[Exercise directions]: Write out each of the records below word for word, without changing any line.
Data for processing start
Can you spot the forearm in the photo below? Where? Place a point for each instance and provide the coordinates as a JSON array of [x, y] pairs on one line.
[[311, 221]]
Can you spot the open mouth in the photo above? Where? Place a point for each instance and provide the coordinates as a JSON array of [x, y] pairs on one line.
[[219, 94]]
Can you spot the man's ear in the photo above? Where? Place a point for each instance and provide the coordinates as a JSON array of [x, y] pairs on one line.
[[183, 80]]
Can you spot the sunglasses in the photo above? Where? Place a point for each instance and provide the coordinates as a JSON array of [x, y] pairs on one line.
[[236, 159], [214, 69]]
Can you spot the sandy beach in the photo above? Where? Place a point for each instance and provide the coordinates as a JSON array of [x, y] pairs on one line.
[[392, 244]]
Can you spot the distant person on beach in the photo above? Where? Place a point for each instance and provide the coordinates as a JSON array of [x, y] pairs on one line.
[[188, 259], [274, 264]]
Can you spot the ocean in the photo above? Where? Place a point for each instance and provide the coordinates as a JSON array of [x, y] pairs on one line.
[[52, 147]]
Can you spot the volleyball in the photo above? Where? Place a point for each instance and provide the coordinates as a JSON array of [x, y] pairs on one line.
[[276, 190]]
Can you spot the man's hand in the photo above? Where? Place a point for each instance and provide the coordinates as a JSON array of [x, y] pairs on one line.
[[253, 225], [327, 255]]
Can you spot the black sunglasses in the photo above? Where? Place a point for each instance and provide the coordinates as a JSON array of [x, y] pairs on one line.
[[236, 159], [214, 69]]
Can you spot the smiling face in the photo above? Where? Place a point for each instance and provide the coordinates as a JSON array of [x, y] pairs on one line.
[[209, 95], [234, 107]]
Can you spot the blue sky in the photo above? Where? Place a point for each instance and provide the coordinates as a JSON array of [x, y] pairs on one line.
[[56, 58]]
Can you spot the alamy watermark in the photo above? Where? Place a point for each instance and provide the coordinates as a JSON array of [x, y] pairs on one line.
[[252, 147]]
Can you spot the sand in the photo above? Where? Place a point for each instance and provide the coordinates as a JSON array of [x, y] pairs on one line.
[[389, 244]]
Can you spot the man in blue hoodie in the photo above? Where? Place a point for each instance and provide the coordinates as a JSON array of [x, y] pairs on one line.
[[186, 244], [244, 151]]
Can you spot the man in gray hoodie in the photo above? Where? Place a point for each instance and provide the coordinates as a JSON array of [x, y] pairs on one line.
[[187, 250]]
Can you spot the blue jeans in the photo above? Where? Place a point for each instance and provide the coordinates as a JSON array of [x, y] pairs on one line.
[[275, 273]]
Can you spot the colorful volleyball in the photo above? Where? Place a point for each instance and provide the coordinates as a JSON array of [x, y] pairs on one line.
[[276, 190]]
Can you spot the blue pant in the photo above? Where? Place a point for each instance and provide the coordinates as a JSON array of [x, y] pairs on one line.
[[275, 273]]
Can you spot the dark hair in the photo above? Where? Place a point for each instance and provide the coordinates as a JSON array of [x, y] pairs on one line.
Data for processing end
[Exercise solution]:
Can you spot the forearm in the photo below? Where? Place a point for each instance and provide the coordinates as a JSON array of [x, y] pairs on one line.
[[311, 221]]
Can you spot the open mouth in the photo above? Where? Place a point for each instance and provide the coordinates as a JSON array of [x, y] pairs on one line.
[[219, 94]]
Can you spot the man's ear in the photo above? Where? Place a point for each instance and provide the coordinates as a JSON array of [x, y] pairs on one line.
[[183, 80]]
Can you spot the sunglasses in the photo above? Where? Place a point for each instance and provide the coordinates as a JSON array of [x, y] pairs on one line.
[[236, 159], [214, 69]]
Can you spot the sandy beach in the photo above? Where? Place a point for each instance and provide the coordinates as a JSON array of [x, y] pairs on one line.
[[392, 244]]
Can you spot the distant person on beach in the photo above? Where? Place a point for each instance and provide the coordinates as a JSON array of [x, y] pairs on one line.
[[188, 259], [274, 264]]
Can you spot the ocean in the photo above? Where? Place a point for each instance and provide the coordinates as a JSON array of [x, y] pairs on one line.
[[52, 147]]
Can you spot the volleyball in the photo above? Where? Place a point for each instance and provide the coordinates as a JSON array of [x, y] pairs on one line.
[[276, 190]]
Can you spot the man's hand in the photo above? Where? Place a point for each instance and provide the coordinates as a JSON array of [x, y] pairs on one line.
[[253, 225], [327, 255]]
Can you spot the black sunglasses in the photo above? Where? Place a point for each instance and provide the coordinates as a JSON array of [x, y] pairs on one line.
[[236, 159], [214, 69]]
Can you spot the smiling face in the photo above? Where? Place a point for each instance and provide the coordinates as a JSON array of [x, y] pairs on one line.
[[209, 95], [234, 107]]
Can you spot the blue sky in the photo above? Where? Place a point for each instance and provide the coordinates as a JSON array of [x, y] pairs on one line.
[[56, 58]]
Can you spot the alamy watermark in the photo above? Where? Place a point for each instance and provide the coordinates as a JSON array of [x, y] pairs on one line.
[[252, 147]]
Can you spot the sand in the photo above? Where? Place a point for each instance and provide the coordinates as a JSON array of [x, y] pairs on one line.
[[389, 244]]
Can you spot the man in blue hoodie in the photo above? Where? Place a point for each instance and provide the coordinates as a JSON array of [x, y] pairs on one line.
[[186, 244], [244, 151]]
Can you spot the man in gray hoodie in the photo above? Where? Place a point for each instance and provide the coordinates as a JSON array of [x, y] pairs on one line.
[[187, 250]]
Can you spot the blue jeans in the photo above? Where? Place a point for each instance and provide the coordinates as a JSON array of [x, y] pairs on one line.
[[275, 273]]
Can you spot the colorful volleyball in the photo above? Where? Place a point for each instance and provide the coordinates as a JSON array of [x, y] pairs on one line.
[[276, 190]]
Can you spot the blue pant in the photo above? Where? Place a point for each instance and provide the coordinates as a JSON array of [x, y] pairs on one line.
[[275, 273]]
Can you spot the dark hair in the photo above? Where? Place a point for each instance and provide the coordinates as a JSON array of [x, y] pairs on one line.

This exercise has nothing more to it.